** BEGIN **

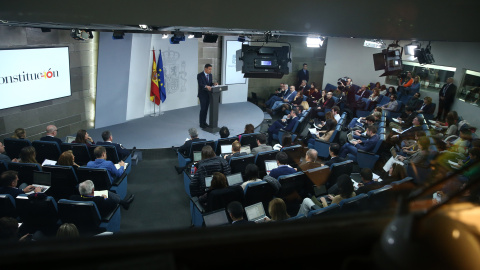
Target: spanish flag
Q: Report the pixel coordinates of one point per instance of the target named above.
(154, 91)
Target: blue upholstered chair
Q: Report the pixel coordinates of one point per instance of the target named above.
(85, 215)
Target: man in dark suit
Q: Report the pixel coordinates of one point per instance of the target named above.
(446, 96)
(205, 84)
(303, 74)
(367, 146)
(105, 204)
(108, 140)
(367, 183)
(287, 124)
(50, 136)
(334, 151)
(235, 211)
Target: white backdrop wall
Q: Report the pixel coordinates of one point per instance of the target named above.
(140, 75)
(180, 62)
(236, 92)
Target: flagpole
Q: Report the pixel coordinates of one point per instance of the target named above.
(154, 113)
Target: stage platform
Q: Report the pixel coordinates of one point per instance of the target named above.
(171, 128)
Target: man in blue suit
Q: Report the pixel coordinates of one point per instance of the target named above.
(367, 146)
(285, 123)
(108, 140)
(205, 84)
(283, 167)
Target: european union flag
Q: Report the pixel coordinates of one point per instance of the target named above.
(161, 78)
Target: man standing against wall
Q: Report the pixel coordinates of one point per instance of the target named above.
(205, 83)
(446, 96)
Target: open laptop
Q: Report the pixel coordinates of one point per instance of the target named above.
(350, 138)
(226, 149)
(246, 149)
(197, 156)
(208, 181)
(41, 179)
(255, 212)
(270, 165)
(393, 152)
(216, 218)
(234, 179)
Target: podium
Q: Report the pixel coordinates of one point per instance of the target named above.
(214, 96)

** END **

-- Directive --
Update the lines from the one containing "Target: flagpole" through the end of the entries: give them again with "podium" replaced by "lectern" and everything else left the same.

-- Task solution --
Target: flagpole
Q: Report the pixel coordinates of one point per instance of the target named above.
(154, 113)
Target: stage platform
Q: Report the pixel coordinates of one point per instance of the target named above.
(171, 128)
Target: man in blue suit
Q: Report the pixel coordinates of one point per instance of the target named above.
(367, 146)
(285, 123)
(108, 140)
(205, 84)
(283, 167)
Target: european union flag
Q: Report the pixel coordinates of one point per instance of the target named above.
(161, 78)
Target: man standing against wall
Q: Report the pixel coordinates of one point per instance of the target named above.
(205, 83)
(446, 96)
Target: open laptop
Q: Report the pixel coordinates of one point per instance of the target named above.
(350, 138)
(226, 149)
(246, 149)
(197, 156)
(208, 181)
(41, 179)
(255, 212)
(270, 165)
(393, 152)
(216, 218)
(234, 179)
Target: lectern
Q: Report the pixel coordinates of one point per instance of the target named above.
(214, 96)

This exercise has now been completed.